Directive A:
Answer these from the basement office article:
(i) What activities did the earlier basement work make room for?
(ii) How far apart are the studs marked on the soleplate?
(iii) Why was pressure treated lumber chosen for the soleplate?

Extract provided:
___
On this week's show we turned my partially finished basement into an office. As we became empty nesters, I moved my office into one of the vacated bedrooms. However, as the family continues to grow, we have many visits from children and grandchildren. Some live out of town, while the others enjoy "sleepovers" at grandma's. It's clear, I need to reclaim the bedroom! With a full basement to work with, it seems the perfect place to relocate. I'm sure there will also be room in the future for a play-room/family-room - but first the office …

Many years ago, we added lighting and outlets (always check local codes when doing electrical projects), walled off the utility/storage area, installed a drop ceiling and painted the exterior walls and floor. It gave us extra space for Ping-Pong, a TV for video games and other family activities.

Before beginning this project, we cleared the area of as much "stuff" as possible and removed the old ceiling and hanging bookshelves that had been installed for books, tapes, videos and other games.

What You Need:
  • Chop saw
  • 2 X 4's (some pressure treated for sole plate)
  • Drill / driver & bits
  • Chalk line
  • Speed square
  • Ladder
  • Safety glasses
  • Dust masks
  • Plumb bob
  • Pencil
  • Hammer
  • Tape measure
  • Work gloves
  • Hammer drill & masonry drill bit
  • Masonry screws
  • Workbench/work surface
  • Long level/straight edge
  • Helping-hand stand
  • Electrical wall box extenders (for existing outlets)
Directions:

Mark for soleplate (2 X 4's on floor) and header (2X4's get attached to ceiling joists:
  1. Measure out from wall (at each end), width of 2 X 4 plus 1/8" (we also had to add for depth of our electric conduit that is attached to the concrete walls
  2. Went up from mark on floor and dropped a plumb line to mark ceiling joists (at both ends). The reason we started at floor and worked up was because our wall slanted into the room slightly at the bottom.
  3. At the marks, snap chalk lines - one on floor for soleplate and one on the joists for header.
  4. We used "pressure treated lumber" for soleplate because of moisture that tends to come up through a basement floor
  5. Mark on soleplate where studs will go, every 16" on center
  6. Place soleplate on chalk line
  7. Drill holes with hammer drill (good for concrete) in between where every other stud will be
  8. Secure soleplate to floor with masonry screws
  9. Install header (regular 2 X 4's) on marked line (drill pilot holes and attach with all purpose screws or nails
  10. Measure from header to soleplate for EACH 2 X 4 upright / stud
  11. Cut stud to size
  12. Position in place and make sure it's plumb
  13. Secure studs to soleplate and header by "toe-nailing" all-purpose screws or nails on both sides of stud. (To toe-nail, install screws or nails at an angle, first through the stud and then into the soleplate or header
Continue down the wall until you run into an "obstacle" - (we had an outlet and a window) - depending on the obstruction, may require a different approach - here's the way we handled the outlet & window.

For studs that would fall directly over an outlet (switch or other small obstruction):
  1. Skip the stud that would be located over the obstacle and install the next one.
  2. Attach horizontal 2X4's above and below obstacle between the studs on either side of the obstruction
  3. Install stud (that would have fallen directly over the outlet): measure between the upper horizontal 2X4 just installed and header at the point where stud will be attached, cut to that measurement and install - do the same between the lower horizontal 2X4 and soleplate. This keeps the studs 16" on center.
___
Directive B:
Collect every line of the records that contains the string "butterfly".
___
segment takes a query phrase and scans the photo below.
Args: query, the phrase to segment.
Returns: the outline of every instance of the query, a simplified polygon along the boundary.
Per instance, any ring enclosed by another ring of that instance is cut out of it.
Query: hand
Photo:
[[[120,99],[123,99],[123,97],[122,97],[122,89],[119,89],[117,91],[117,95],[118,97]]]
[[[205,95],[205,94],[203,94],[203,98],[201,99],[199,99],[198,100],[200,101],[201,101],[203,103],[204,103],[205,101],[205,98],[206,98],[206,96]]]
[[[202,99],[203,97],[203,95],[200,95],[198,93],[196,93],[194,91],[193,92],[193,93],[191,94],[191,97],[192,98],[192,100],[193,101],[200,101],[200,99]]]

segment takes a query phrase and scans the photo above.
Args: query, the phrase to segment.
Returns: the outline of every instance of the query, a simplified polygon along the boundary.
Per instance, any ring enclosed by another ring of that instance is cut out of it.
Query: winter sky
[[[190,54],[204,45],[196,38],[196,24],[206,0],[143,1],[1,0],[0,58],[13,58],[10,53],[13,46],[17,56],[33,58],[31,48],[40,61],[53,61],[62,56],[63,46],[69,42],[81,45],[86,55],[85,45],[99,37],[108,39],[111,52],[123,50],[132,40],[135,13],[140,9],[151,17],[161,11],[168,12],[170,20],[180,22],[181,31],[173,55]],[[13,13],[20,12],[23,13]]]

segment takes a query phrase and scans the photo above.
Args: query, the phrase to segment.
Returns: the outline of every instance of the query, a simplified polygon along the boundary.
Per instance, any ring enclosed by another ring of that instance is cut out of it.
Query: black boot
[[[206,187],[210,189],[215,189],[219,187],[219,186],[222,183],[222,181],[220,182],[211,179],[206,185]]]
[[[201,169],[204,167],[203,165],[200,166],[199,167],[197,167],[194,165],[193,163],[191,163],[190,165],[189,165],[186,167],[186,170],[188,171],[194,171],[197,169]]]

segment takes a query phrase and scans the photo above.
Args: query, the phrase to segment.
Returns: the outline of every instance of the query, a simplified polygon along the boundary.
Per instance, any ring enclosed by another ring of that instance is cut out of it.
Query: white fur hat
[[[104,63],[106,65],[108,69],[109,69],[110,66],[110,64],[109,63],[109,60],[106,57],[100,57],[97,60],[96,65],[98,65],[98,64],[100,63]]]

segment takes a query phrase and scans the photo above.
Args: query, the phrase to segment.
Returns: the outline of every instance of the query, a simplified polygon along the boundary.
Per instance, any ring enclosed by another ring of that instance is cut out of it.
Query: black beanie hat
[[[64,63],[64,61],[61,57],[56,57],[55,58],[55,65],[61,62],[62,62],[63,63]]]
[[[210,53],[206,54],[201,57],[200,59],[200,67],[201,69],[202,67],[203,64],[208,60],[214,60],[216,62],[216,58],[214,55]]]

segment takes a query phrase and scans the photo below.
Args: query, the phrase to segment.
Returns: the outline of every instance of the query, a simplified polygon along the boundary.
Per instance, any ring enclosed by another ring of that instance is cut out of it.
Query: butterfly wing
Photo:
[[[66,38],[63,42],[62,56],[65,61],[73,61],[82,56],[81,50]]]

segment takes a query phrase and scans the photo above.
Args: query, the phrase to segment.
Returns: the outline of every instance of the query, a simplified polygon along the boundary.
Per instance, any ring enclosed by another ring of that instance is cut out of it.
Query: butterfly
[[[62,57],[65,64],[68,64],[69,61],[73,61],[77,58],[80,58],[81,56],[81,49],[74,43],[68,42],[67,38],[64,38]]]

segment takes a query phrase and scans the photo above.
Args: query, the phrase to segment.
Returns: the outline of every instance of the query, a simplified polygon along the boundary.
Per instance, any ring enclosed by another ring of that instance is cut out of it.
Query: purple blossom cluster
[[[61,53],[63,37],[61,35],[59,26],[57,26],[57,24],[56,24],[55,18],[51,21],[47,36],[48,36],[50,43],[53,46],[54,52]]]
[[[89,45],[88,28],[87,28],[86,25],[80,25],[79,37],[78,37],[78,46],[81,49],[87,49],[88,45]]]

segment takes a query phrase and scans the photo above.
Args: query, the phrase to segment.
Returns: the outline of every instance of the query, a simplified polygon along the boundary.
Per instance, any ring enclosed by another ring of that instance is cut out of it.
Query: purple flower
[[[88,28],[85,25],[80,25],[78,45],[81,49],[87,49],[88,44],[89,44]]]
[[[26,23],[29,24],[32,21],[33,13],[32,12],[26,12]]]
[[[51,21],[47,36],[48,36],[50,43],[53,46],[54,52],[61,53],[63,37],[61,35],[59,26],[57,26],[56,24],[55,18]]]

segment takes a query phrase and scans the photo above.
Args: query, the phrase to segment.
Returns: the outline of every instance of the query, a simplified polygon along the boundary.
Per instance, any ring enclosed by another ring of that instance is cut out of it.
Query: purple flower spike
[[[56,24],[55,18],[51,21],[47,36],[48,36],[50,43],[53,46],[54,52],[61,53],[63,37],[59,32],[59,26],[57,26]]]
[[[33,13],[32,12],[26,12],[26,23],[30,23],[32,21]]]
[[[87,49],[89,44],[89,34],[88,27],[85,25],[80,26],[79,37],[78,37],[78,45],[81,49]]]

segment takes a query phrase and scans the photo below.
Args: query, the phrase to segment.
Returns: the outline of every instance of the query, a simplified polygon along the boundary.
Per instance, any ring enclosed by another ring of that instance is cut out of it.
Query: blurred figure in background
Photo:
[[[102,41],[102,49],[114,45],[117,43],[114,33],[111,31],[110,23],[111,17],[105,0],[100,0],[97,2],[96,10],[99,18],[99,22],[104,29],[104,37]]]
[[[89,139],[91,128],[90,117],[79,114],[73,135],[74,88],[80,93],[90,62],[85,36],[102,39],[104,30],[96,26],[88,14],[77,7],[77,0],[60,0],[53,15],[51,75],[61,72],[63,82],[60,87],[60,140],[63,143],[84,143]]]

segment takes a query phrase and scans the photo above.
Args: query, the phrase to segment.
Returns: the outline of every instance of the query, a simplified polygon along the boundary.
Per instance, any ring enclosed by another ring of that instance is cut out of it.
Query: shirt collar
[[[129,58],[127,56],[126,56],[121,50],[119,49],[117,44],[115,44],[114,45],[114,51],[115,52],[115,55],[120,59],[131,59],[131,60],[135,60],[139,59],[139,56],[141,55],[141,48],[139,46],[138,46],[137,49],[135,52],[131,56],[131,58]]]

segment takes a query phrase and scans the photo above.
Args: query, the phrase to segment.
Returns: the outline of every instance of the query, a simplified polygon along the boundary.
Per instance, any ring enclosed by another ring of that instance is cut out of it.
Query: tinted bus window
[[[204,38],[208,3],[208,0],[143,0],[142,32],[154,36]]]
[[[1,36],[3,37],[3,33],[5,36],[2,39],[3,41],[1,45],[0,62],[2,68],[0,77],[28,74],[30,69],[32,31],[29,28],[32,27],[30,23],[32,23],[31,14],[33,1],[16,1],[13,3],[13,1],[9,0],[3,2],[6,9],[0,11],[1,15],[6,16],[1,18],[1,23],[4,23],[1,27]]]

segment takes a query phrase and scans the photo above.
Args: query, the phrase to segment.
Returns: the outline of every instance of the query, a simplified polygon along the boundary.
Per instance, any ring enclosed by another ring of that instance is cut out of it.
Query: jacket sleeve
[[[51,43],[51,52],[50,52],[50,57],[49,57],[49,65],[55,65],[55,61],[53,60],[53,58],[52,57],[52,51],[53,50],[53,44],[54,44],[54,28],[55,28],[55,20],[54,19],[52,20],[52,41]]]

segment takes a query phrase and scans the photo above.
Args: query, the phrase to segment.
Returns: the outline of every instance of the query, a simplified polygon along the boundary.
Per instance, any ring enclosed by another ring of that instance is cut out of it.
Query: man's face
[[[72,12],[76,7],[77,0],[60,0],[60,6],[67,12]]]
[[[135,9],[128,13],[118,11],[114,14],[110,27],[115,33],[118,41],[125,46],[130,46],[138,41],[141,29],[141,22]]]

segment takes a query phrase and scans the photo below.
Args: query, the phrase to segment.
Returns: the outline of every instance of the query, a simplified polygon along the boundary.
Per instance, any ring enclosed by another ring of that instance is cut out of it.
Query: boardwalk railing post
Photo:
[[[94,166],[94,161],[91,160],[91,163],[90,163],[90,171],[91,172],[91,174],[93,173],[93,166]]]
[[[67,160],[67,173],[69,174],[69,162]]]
___
Complete output A:
(i) Ping-Pong, a TV for video games, and other family activities.
(ii) Every 16" on center.
(iii) Because of moisture that tends to come up through a basement floor.

Complete output B:
Query: butterfly wing
Query: butterfly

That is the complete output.